=== Section Start ===

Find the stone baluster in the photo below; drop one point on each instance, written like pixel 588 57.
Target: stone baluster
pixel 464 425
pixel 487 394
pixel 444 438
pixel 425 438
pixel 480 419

=== Section End ===

Reproduce the entire listing above exactly, leaving nothing out.

Find the stone baluster in the photo below; drop one point on each instance, written like pixel 588 57.
Target: stone baluster
pixel 464 425
pixel 487 394
pixel 444 438
pixel 425 438
pixel 480 419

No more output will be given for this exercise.